(Dataset entries)
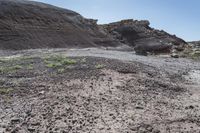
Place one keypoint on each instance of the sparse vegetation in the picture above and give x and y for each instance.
(99, 66)
(5, 90)
(4, 69)
(58, 61)
(61, 70)
(30, 67)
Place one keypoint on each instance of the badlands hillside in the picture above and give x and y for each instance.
(63, 73)
(27, 25)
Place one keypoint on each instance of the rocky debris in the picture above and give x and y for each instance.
(195, 44)
(27, 24)
(120, 97)
(143, 38)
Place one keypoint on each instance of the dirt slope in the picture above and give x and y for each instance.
(143, 38)
(52, 91)
(25, 25)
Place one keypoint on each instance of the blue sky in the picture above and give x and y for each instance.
(180, 17)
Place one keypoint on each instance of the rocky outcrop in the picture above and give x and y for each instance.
(25, 24)
(143, 38)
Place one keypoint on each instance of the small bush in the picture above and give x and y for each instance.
(99, 66)
(5, 90)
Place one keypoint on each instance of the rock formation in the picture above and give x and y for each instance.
(143, 38)
(27, 25)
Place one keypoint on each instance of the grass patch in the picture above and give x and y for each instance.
(58, 61)
(5, 90)
(99, 66)
(83, 60)
(30, 67)
(5, 69)
(61, 70)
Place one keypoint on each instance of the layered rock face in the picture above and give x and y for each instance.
(26, 24)
(143, 38)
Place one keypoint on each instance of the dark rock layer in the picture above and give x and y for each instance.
(143, 38)
(26, 24)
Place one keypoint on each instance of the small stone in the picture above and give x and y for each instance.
(15, 120)
(31, 129)
(174, 55)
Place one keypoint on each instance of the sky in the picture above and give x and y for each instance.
(179, 17)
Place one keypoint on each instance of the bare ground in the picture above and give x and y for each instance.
(102, 91)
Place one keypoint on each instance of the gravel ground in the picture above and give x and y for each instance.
(97, 90)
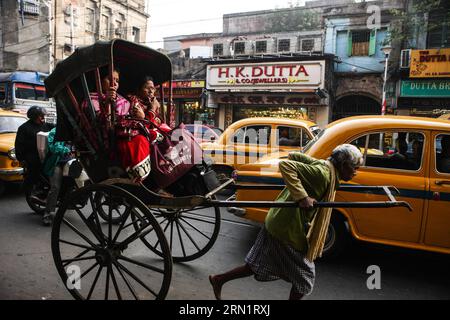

Exercise
The lines to reproduce run from the line containing "Place one keypoint on each instance of the gravel" through the last line of the records above, both included. Copy them exactly and drop the pictures.

Task output
Place one keypoint on each instance of the gravel ground in the picture above and give x and y for each instance.
(97, 90)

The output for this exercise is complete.